*Written request 1:* According to the Agile blog post, what three things does a Kanban process-management system tell a software team?
*Written request 2:* Rewrite the Agile blog post from "I have been" to "up the teams.", changing "very talented" to "highly skilled".
*Written request 3:* Does the Agile blog post support each of these statements? (a) Scrum and Kanban are the two most common forms of Agile. (b) A team lead will automatically make a good Scrum Master. (c) The author usually sets each column's WIP limit to the size of the team responsible for that column.

Agile

I have been involved in the running of a number of Agile teams over the years and I have to say the success of the projects were due to the very talented developers and support staff that made up the teams.

Agile comes in a number of different shapes and forms the most common two are Scrum and Kanban. This section of my blog is not how to teach Agile but to inform on my experience of the benefits you can achieve by moving to the Agile methodologies.

Scrum

A better way of building software

Scrum is a management and control process that cuts through complexity to focus on building software that meets business needs. Management and teams are able to get their hands around the requirements and technologies, never let go, and deliver working software, incrementally and empirically.

Scrum itself is a simple framework for effective team collaboration on complex software projects.

I am not going to comment much on Scrum as it is documented throughout the web, except to say it works but you have to be fully committed.

I have worked on projects where their idea of an Agile project was 20 developers having a scrum in a small room for an hour every day discussing life the universe and everything.

So, companies please give training to Scrum Masters a team lead does not necessarily automatically make a good Scrum Master 🙂

Kanban

Kanban is a method for managing knowledge work with an emphasis on just-in-time delivery while not overloading the team members. This approach presents all participants with a full view of the process from task definition to delivery to a customer. Team members pull work from a queue.

Kanban in the context of software development can mean a visual process-management system that tells what to produce, when to produce it, and how much to produce – inspired by the Toyota Production System and by Lean manufacturing.

A Kanban board is very much like a Scrum board except Kanban is based on a Work In Progress (WIP)  limit for each column. There is no right or wrong rule for the amount of work in progress it is dependent on your teams abilities. I usually put the WIP limit in each column as the size of the team responsible for that column. i.e. if I only have two testers then the size of the “To Be Tested” column would be 2. The WIP figure for each column will change as the Kanban board gets more experienced. If you see columns that are under used or over used, causing blockages, examine your processes on why that is happening. i.e. is there too much unnecessary process, is it you really just don’t have enough staff to fulfill that columns expectations etc.

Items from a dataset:
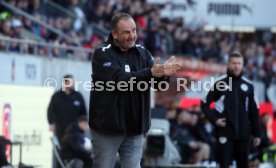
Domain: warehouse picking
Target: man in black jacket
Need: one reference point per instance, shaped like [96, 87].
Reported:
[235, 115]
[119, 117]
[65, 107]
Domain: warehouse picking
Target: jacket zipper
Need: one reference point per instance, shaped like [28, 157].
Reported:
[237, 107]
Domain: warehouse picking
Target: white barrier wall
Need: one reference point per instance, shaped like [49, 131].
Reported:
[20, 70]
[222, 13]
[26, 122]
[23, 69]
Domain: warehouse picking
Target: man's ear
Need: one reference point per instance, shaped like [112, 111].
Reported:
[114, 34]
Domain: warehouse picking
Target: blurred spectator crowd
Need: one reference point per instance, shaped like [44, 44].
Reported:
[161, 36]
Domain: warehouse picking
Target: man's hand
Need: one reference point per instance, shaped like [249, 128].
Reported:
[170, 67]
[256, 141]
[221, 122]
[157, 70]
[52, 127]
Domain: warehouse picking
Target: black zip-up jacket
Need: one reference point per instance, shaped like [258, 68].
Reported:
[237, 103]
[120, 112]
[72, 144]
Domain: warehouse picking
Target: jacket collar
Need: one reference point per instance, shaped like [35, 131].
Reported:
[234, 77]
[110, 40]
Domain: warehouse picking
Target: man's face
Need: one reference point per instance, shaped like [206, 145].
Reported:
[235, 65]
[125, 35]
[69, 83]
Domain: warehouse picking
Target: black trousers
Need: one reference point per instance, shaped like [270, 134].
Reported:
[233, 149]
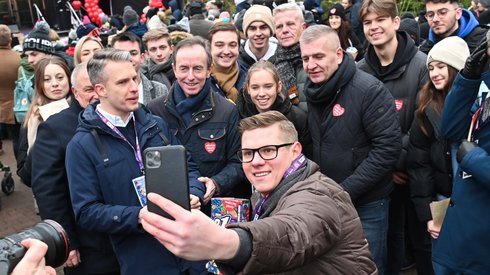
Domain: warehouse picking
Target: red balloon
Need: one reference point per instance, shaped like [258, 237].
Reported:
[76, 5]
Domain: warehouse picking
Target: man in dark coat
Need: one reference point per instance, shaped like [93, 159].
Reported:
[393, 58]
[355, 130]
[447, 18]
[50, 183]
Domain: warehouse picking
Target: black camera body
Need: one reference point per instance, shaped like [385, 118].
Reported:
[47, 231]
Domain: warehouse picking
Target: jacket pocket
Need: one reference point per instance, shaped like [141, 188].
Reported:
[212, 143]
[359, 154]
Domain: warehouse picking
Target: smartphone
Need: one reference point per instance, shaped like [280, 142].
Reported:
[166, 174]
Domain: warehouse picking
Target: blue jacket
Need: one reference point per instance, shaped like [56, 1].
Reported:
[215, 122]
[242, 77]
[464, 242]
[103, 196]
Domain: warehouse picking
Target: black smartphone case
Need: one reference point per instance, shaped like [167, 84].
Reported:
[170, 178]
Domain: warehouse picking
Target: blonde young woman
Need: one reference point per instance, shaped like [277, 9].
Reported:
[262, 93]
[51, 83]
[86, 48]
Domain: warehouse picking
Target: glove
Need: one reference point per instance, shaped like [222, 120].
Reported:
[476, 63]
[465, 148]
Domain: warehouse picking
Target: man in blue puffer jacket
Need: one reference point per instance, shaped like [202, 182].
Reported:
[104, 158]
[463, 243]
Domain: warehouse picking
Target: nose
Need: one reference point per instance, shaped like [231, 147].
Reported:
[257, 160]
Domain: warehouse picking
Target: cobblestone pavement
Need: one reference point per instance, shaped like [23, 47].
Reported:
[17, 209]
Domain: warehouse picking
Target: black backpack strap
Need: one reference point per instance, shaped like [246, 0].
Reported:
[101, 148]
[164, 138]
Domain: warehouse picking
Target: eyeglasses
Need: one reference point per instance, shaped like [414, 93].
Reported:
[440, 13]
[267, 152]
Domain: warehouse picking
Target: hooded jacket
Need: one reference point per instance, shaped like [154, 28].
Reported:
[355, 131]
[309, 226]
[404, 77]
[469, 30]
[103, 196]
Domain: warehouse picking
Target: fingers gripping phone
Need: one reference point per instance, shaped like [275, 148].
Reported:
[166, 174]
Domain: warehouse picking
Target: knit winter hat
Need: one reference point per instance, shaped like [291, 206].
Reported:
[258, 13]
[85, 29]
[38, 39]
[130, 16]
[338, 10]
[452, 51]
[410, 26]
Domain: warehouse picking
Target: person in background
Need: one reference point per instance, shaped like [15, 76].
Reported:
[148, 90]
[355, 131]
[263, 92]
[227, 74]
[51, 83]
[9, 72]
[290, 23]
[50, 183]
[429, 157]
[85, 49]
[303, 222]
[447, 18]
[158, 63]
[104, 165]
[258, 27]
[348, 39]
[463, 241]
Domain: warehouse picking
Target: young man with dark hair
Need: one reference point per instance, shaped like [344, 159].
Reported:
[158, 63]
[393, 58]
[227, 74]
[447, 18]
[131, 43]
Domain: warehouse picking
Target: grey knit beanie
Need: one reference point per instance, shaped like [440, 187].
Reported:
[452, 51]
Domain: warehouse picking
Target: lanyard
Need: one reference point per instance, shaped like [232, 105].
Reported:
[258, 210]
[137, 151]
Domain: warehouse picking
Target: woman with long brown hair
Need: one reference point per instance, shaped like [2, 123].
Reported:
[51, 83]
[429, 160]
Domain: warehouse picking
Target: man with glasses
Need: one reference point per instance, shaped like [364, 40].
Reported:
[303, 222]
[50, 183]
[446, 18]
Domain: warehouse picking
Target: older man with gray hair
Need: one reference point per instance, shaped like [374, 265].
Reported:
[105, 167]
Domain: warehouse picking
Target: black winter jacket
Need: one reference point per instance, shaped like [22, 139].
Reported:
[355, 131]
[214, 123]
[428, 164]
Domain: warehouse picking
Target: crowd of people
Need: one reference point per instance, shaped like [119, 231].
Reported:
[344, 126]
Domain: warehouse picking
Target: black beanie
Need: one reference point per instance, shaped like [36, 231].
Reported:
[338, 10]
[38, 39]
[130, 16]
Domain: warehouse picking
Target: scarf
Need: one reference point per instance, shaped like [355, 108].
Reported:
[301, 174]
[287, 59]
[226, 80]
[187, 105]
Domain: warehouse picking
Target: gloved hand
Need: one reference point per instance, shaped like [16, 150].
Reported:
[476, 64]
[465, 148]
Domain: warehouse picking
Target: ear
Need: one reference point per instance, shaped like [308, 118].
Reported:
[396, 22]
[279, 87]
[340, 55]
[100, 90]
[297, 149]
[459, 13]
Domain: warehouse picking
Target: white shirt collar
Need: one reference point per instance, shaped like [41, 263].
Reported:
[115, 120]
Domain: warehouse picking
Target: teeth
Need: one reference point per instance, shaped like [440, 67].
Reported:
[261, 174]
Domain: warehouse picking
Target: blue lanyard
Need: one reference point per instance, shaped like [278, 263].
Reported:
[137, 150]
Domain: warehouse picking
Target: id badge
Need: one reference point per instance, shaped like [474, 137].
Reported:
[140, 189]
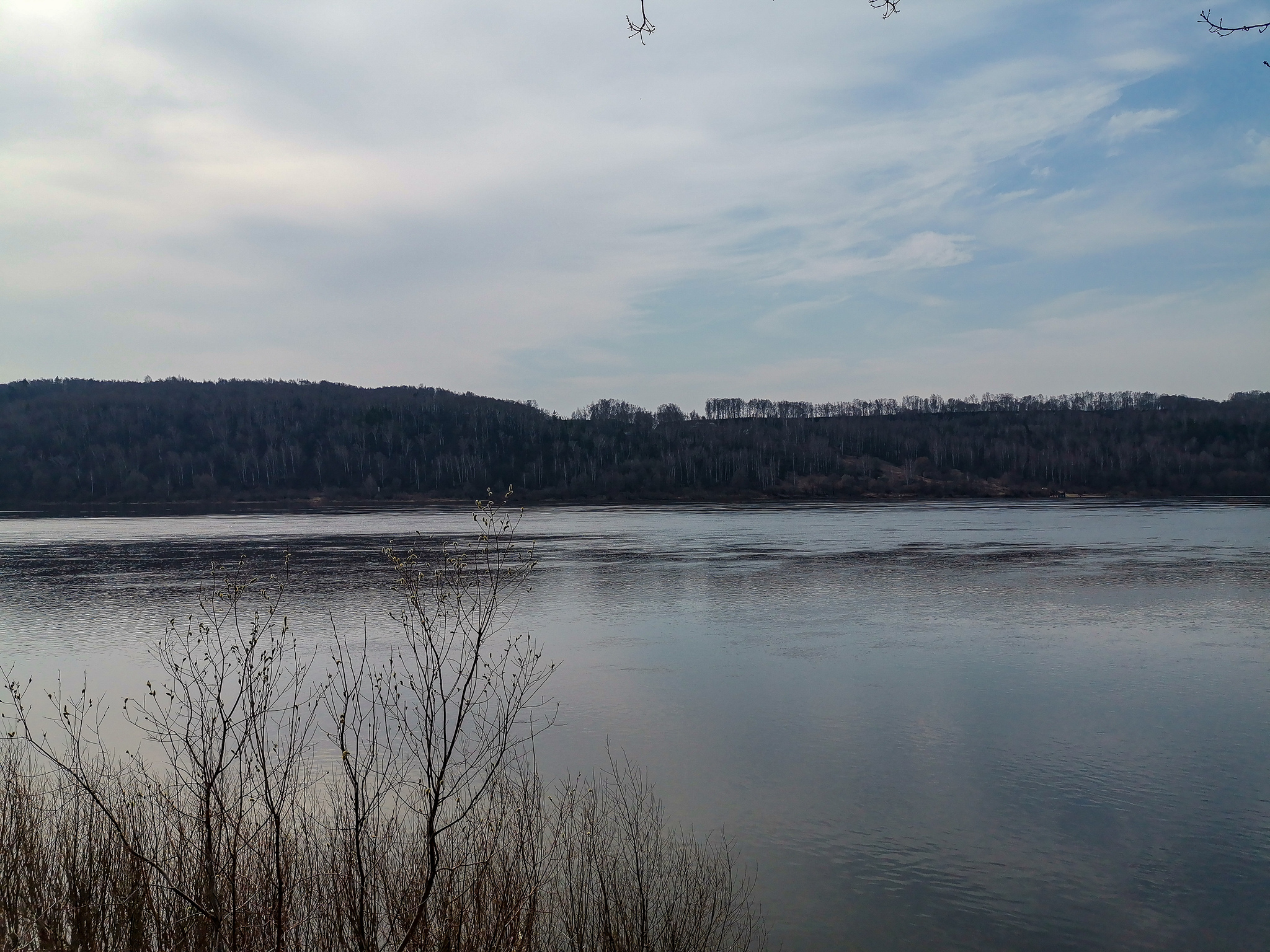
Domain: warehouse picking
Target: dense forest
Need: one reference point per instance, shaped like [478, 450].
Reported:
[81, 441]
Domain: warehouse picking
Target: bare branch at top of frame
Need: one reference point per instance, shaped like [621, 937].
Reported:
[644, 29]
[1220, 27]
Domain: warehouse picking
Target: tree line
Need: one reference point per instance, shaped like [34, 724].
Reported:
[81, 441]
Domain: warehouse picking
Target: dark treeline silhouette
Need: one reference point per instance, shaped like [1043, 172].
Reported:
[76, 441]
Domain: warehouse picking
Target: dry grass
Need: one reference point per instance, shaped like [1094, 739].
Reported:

*Exercise response 1:* What to produce, when to produce it, and how much to produce.

*Exercise response 2:*
I have been involved in the running of a number of Agile teams over the years and I have to say the success of the projects were due to the highly skilled developers and support staff that made up the teams.

*Exercise response 3:*
(a) Yes: "the most common two are Scrum and Kanban"
(b) No: "a team lead does not necessarily automatically make a good Scrum Master"
(c) Yes: "I usually put the WIP limit in each column as the size of the team responsible for that column."